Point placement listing
— Start —

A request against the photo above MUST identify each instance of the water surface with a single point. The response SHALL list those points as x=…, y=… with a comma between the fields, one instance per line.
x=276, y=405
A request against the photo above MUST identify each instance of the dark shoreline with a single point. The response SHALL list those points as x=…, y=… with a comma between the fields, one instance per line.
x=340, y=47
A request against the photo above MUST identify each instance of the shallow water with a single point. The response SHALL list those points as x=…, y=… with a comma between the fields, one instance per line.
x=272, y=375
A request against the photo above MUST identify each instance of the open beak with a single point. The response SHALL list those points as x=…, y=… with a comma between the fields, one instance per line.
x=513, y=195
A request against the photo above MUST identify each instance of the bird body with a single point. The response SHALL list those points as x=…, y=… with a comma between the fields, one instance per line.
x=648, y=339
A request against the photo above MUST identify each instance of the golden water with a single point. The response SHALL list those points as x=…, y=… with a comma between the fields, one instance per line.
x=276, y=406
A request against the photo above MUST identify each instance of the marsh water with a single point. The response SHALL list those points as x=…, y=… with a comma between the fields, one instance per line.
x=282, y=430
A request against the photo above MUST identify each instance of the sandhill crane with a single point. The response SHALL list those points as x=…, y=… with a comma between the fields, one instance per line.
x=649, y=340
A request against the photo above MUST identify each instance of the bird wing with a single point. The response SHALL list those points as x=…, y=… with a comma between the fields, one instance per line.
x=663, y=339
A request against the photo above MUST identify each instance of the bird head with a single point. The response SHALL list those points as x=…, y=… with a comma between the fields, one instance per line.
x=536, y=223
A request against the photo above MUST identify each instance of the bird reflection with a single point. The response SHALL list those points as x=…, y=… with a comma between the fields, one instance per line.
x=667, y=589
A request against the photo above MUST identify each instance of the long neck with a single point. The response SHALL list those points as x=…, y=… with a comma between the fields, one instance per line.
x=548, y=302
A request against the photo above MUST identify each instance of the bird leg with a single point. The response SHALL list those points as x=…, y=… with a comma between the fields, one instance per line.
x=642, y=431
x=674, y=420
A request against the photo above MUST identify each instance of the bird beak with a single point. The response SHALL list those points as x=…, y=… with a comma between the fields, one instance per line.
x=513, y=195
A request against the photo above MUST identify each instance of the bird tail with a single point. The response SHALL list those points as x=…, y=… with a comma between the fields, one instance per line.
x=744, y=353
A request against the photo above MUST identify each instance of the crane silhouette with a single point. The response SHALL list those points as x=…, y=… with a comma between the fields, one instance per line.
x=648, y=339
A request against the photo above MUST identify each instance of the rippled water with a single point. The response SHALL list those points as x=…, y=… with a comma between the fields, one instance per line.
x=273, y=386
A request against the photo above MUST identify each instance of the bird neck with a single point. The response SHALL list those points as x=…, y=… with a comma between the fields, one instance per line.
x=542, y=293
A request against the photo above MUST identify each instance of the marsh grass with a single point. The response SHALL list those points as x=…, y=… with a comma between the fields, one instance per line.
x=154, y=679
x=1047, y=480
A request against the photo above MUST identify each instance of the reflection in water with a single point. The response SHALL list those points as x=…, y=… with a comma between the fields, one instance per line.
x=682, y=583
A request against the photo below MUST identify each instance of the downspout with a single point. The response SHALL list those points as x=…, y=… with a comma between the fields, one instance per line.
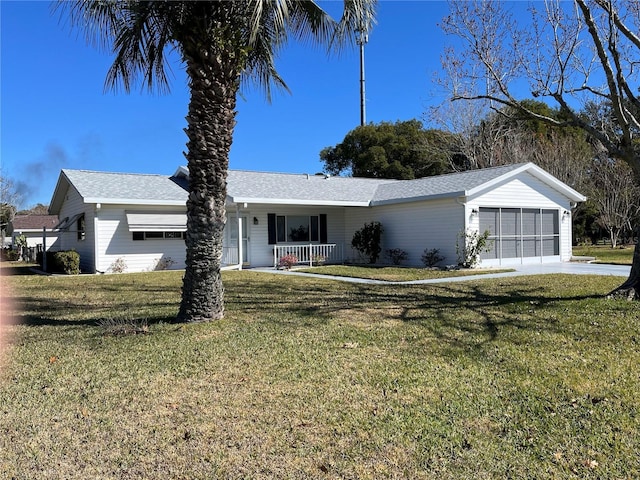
x=96, y=239
x=240, y=252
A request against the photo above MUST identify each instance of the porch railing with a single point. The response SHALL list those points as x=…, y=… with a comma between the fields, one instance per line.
x=313, y=254
x=229, y=255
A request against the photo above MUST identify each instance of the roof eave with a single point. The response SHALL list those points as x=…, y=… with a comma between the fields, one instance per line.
x=295, y=201
x=137, y=201
x=437, y=196
x=537, y=172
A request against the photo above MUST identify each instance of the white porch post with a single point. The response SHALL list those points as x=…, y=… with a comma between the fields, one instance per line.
x=240, y=252
x=44, y=249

— End —

Work to do
Reproduce every line of the listing above verbatim. Omit the pictures from your reproduction.

Exercise result
A request against the photo above MUST identify each instance of the water surface with a single point. The response SHALL list those points as x=…, y=… with a comma between the fields, one instance per line.
x=276, y=405
A request against the photo above MUST identify each instance of the dark shoreline with a single point. The response SHALL list those points as x=…, y=… with a comma between the fields, one instance per line.
x=340, y=47
A request against the photo above MUST identify each instance of the shallow water with a single point. The response SHALL list those points as x=…, y=… with a comma between the fields, one instance per line.
x=272, y=375
A request against the photo above MUST identify each instance of the open beak with a single point. The response SHALL list those points as x=…, y=… with a comma between the fields, one instance per line.
x=513, y=195
A request against the photo above MUST identify each instance of the bird body with a single point. The response SHALL list those points as x=…, y=… with a comma between the fields, one instance per line.
x=648, y=339
A request against the photo above MUST identify each instance of the golden water with a single point. The response SHALL list those points as x=…, y=… with a comma between the fields, one instance per line.
x=276, y=406
A request against the photo above MUST identify each instance of the marsh water with a single point. The response SHALL list those points as x=…, y=… with a comma between the fields, one instance per line.
x=282, y=430
A request against the photo above MUST identify each instance of the sandhill crane with a single point. The response SHALL list those points as x=…, y=… with a comma between the fields, one instance per line.
x=649, y=340
A request against the photo above MUST identify each instance of the bird wing with a single point. The response SHALL list those points as x=…, y=… with a comma between the fields, one instance per line.
x=663, y=339
A request against the photo above MUST identify each instance of the bird head with a single point. The response SHALL list those points as x=…, y=… with a comma between the fields, one instance per line.
x=536, y=223
A request against the photo above MUST identify each instance of the bird reflection with a single point. The response SHALL list those points as x=…, y=… with a comma between the fields, one instance per line.
x=667, y=589
A request against the photo above MUST identify each instance of the long neck with a single point. The response SHALL list those points as x=…, y=… with a comma between the fields, one instance per line.
x=548, y=302
A request against the photo above MUST identify each instance of the bird leg with a single point. The response SHALL list those points as x=…, y=… with a comma between the fields, one instance per line.
x=642, y=431
x=674, y=420
A request against the photo above MUST identify each instance of the bird beak with a single point. The response SHALL list those points as x=…, y=… with a comma between the fields, one instance per line.
x=513, y=195
A request against the photo above MUST identify each instance of the bird tail with a single point. The response SHALL list those points as x=…, y=… with a comma between the fields, one instance per line.
x=744, y=353
A request against the photo above MUST identify each instance of the crane silhouette with a single point. The response SHALL list those points as x=…, y=… with a comma between the fields, one instance per line.
x=648, y=339
A request against the photo above MUST identify each instance of the rippled water with a single point. The response SHALL list those points as x=…, y=… with a comma between the fields, one instance per line.
x=273, y=386
A request against the photo above MUST identify each instance of the bird neck with a single point. The response SHALL list those points as x=…, y=… with a comma between the fields, one instance per line.
x=542, y=293
A request against the photo above MUST identify each instance of the marsh grass with a single point. The response SHALL list those points as x=…, y=… with a comma between the fields, one instance per line.
x=154, y=679
x=1047, y=480
A request against the photo above MUST identify each instance of the reflection in water with a single point. The response SHALL list those points as x=…, y=… with a comma between the fields, one instance per line.
x=682, y=583
A request against the photo below MUST identify each instance of the downspout with a single point. The response SHALL list those points as x=…, y=… with a comma between the fields, one instance per line.
x=96, y=239
x=240, y=252
A request against the photo above MUST identify each instance of the porch railing with a single point. The response SHALL list those points as x=…, y=… with a comma between the fields, one instance per line.
x=313, y=254
x=229, y=255
A request against the photo above MUST identify each instance of the roof eave with a single point. The response SHALL list those points as x=…, y=… with a comma between the fields, one instance per line.
x=295, y=201
x=137, y=201
x=437, y=196
x=537, y=172
A request against the photo above MUST identify each instance of the white porch post with a single point. The response SHALL list those points as x=…, y=… with a comma between the fields, one instance per line.
x=240, y=252
x=44, y=249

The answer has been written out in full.